● Work to be completed
In the entries below, find each line with the word "query" and return it.

● Records supplied
————————

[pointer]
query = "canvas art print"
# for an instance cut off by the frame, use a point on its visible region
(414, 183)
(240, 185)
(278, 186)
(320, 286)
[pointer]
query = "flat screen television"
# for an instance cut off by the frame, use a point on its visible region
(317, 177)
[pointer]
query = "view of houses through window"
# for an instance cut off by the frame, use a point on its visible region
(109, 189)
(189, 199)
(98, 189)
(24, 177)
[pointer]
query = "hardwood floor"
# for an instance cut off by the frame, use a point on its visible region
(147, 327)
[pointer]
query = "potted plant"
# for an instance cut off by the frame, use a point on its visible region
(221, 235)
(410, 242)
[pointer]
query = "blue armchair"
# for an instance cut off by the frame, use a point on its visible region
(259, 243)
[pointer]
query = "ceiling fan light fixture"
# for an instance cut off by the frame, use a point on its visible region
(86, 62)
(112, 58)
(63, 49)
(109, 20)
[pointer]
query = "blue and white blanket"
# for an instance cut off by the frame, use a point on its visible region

————————

● Result
query = "canvas art print"
query = "flat screen television"
query = "view of houses through window"
query = "hardwood floor"
query = "potted plant"
query = "blue armchair"
query = "ceiling fan light fixture"
query = "blue and white blanket"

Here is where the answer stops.